TUJUAN: Sebutkan semua nama pemateri lain yang disebut dalam teks tentang hegemoni media di bawah, tanpa menyertakan nama penulisnya sendiri.

--- TEKS YANG DIBERIKAN ---

Kemarin saya diminta oleh panitia LK 2 Psikologi UNM membawakan materi tentang ‘Hegemoni Media’[. Kegiatan yang bertempat di STIE AMKOP Makassar menghadirkan beberapa pemateri yang punya perjalanan dan karya intelektual yang begitu berpengaruh. Tersebutlah nama besar seperti pak Alwy Rahman, Alto Makmuralto, Bahrul Amsal sampai Aan Mansur. Sedangkan saya – Syahrul Al Farabi – sama sekali jauh dari hal itu. Oleh sebabnya, sampai sekarang, saya masih bertanya-tanya, atas dasar apa si panitia ikut menyelipkan nama saya di sana?
Tapi saya sudah jadi bubur. Eh, maksud saya, nasi sudah jadi bubur. Saya mengikuti permintaan teman-teman panitia. Dengan demikian, sejak empat hari yang lalu , saya disibukkan bertanya sana sini kepada senior dan membaca beberapa buku terkait ‘Hegemoni Media’. Sebutlah misalnya Eriyanto dengan Analisis Wacana-nya, Franz Magnis Suseno Dalam Bayang-bayang Lenin, dan beberapa artikel tentang framing dan teori kritis. Itulah sedikit modal dasar saya bicara di depan teman-teman mahasiswa Psikologi. Dan supaya ndak malu-maluin amat, saya sertakan juga beberapa keping tulisan di bawah ini tentang Hegemoni, yang saya beri judul ‘Iman kepada Media’.
*
Iman adalah kata yang digunakan untuk menggambarkan sebuah ketundukan kepada Tuhan yang Maha Esa. Iman menjadi sebuah sistem kepercayaan yang hendak mendeklarasikan sebuah kebenaran pada sesuatu yang Transenden. Hari ini kita menyebutnya Tuhan. Segala sistem kepercayaan ini didasarkan pada teks kitab suci (Al Qur’an) ataupun Sunnah Rasul. Dari sanalah segala informasi kepercayaan dijadikan dasar hingga akhirnya dipercaya, diyakini, dan jadi pedoman hidup hingga akhir zaman.
Nah, di era modern seperti saat sekarang, di mana teknologi semakin berkembang, cepat, dan canggih, iman telah mengalami pergeseran. Kalau sebelumnya kita menyandarkan segala sistem kepercayaan (iman) kepada kitab suci dan segala tingkah laku Rasul, hari ini mungkin iman telah bergeser kepada ‘sebuah alat’ yang bisa mendefinisikan tentang dunia dan segala isinya ; Media. Melalui alat baca inilah, sebuah ideologi ataupun ajaran disisipkan untuk diyakini seperti wahyu yang diturunkan oleh Tuhan dari langit. Seperti sebuah kebenaran, yang tak punya cela dan cacat untuk dikritik lagi. Selesai. Final dan objektif. Dengan demikian, kita hanya butuh tunduk dan patuh.

--- DAFTAR ---

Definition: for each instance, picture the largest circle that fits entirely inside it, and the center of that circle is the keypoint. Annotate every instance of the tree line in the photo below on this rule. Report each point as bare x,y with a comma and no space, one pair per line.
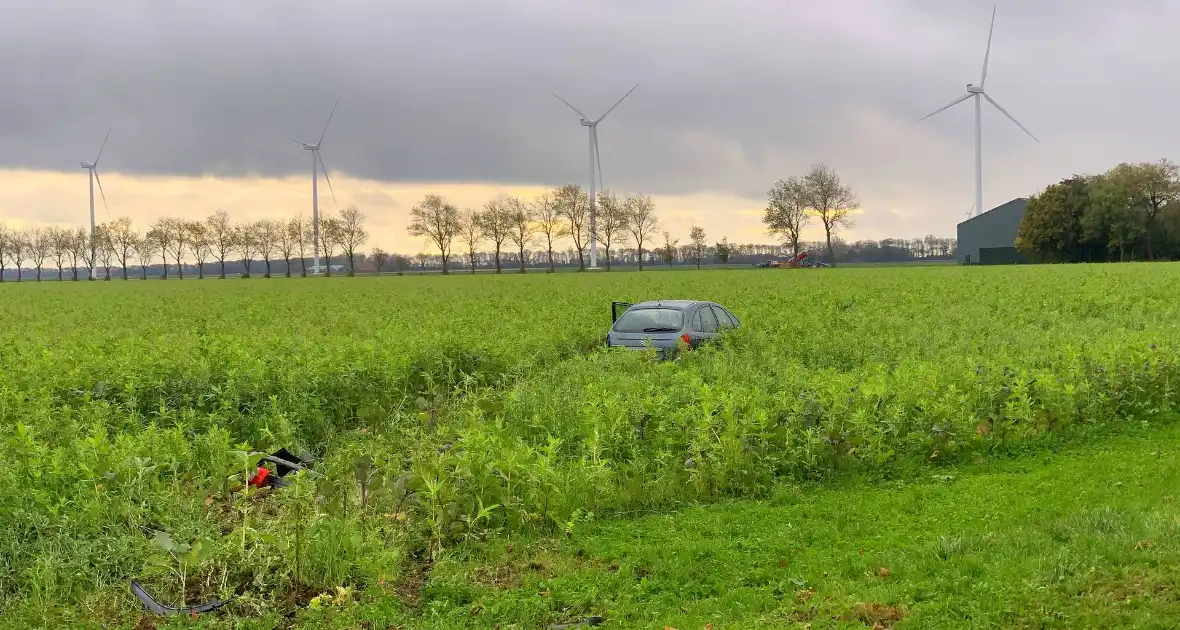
216,240
503,231
511,222
1128,212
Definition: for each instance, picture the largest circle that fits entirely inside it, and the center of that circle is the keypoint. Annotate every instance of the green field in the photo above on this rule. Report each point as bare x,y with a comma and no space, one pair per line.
906,411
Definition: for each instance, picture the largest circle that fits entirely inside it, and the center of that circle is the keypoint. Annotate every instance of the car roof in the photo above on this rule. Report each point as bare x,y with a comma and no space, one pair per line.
668,303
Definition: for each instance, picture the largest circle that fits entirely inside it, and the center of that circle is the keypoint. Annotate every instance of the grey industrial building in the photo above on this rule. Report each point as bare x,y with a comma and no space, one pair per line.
990,237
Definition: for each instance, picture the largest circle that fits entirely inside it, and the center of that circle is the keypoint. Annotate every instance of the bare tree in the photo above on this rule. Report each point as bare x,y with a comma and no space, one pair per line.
330,237
288,242
59,249
300,229
123,240
523,229
574,203
611,222
39,243
723,250
699,244
786,210
201,243
18,251
221,237
161,235
831,199
668,251
105,248
641,221
269,234
73,241
179,230
246,238
87,249
352,234
145,251
438,221
549,222
470,234
5,248
496,225
380,257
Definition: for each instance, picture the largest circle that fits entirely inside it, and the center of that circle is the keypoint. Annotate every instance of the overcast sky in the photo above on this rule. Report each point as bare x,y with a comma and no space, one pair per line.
733,94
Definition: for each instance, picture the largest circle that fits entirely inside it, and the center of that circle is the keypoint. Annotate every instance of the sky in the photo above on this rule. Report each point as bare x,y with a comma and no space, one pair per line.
454,97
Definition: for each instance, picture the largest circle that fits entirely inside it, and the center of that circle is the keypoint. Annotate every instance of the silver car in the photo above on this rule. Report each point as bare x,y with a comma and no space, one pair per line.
662,323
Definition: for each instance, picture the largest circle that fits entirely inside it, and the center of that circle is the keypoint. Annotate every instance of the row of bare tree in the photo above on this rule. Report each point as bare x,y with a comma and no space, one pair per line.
118,244
563,212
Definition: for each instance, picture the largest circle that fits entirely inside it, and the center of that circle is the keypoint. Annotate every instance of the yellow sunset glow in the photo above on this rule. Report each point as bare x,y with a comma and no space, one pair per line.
30,198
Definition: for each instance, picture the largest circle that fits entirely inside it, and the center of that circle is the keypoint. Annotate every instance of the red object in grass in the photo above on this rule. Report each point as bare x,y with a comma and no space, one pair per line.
260,478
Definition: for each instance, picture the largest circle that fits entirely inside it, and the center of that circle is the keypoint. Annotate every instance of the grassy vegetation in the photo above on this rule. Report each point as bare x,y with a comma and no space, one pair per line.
450,411
1089,538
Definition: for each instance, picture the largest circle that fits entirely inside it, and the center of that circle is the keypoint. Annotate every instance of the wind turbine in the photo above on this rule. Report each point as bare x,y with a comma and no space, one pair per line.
592,125
976,92
318,162
92,166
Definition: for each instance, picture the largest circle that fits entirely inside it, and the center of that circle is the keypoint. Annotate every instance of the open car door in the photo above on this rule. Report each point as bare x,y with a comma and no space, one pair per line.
616,310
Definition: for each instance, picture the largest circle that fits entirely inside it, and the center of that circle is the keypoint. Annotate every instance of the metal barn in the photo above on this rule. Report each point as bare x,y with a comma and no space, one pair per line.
990,237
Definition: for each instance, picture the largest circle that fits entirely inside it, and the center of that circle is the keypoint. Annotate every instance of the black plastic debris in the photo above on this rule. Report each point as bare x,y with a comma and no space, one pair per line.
284,464
597,619
151,604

---

HASIL TUGAS INI: Alwy Rahman, Alto Makmuralto, Bahrul Amsal, Aan Mansur